> [Seçilen metin]
---------------

Haberler

2008 Yılı Bütçe Müzakereleri

Devlet Bakanı M. Sait Yazıcıoğlu, Diyanet İşleri Başkanlığı'nda Çalışanların Vebalı Olmadığını Söyledi.

Devlet Bakanı M. Sait yazıcıoğlu, Diyanet İşleri Başkanlığı'nda çalışanların vebalı olmadığını söyledi.

TBMM Plan Bütçe Komsiyonu'nda 2008 yılı bütçesinin bugünkü görüşmeleri tamamlandı. Milletvekillerinin bakanlığının bütçesi ile ilgili sorularnı cevaplandıran Bakan Yazıcıoğlu, "Alevilik ayrı bir din değildir. Çözümü zorlaştırıcı kavramlardan kaçınmak gerekir. Alevilik'in ne olduğu konusunda kendi aralarında da görüş ayrılığı vardır. Tanım yerli yerine oturmadı. Kendilerinin kimliğinin ne olduğunu ortaya koyarlarsa çözüm daha kolay olacaktır. Sünnilik'te de farkılıklar var, Alevilik'te de farklılıklar

var. Alevi düşüncesiyle ilgili temel kaynaklar, Diyanet'çe hizmete sunuldu. Bu kesimin önem verdiği kaynak kitapların basımı yapılmıştır. Dini kimliklerin ortaya çıkması çözüme de katkı sağlayacaktır" dedi. "Camiler dernekler vasıtasıyla yapılıyor" diyen Yazıcıoğlu, şöyle konuştu:

"Cemevleri de aynı anlayışla yapılabilir. Laiklik ekseninde görev yapmaktadır. Cami yeri için dernekler için yer alınıyorsa, cemevleri için de alınabilir. Mevzuat yönünden sıkıntı yok."

---------------

Diyanet bütçesi görüşmelerine dair haberi son cümlesinden sonra sürdürün. Malzeme, bu haberden ayrı ve bağımsızdır.

> [Sunulan veriler]
---------------

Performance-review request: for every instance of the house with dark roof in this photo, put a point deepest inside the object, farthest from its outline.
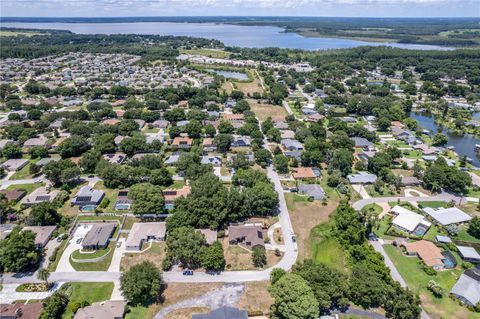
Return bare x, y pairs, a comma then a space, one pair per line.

---------------

> [Beklenen cevap]
Yazıcıoğlu, Alevi vatandaşların bilgilendirmesi gerektiği kanaatlerine katıldığını da belirtti. "Diyanet İşleri'nde çalışan personelden yüksek öğrenim mezunu olup MEB'e öğretmen olan, sağlık nedeniyle görev yapmasında sakınca olanlar ve mahkeme kararı alanlara muavakat veriliyor" diyen Bakan Yazıcıoğlu, "Bu çerçevede ilahiyat mezunu olup, din kültürü için 886, başka alanda eğitim görenlerden 744 kişidir. İmam hatiplik yapamayacaklar 196 kişi, mahkeme kararı alanlar 20 kişi. Diyanet'te birkaç yıl

çalışırsa vebalı olmaz. Diyanet'te çalışırken veterinerlik bitiriyor, başka okulu bitiriyor, yükselemiyor o kurumlara geçiyor. Fedekarca çalışan arkadaşlarımızı rencide eden bir tutumdur" dedi.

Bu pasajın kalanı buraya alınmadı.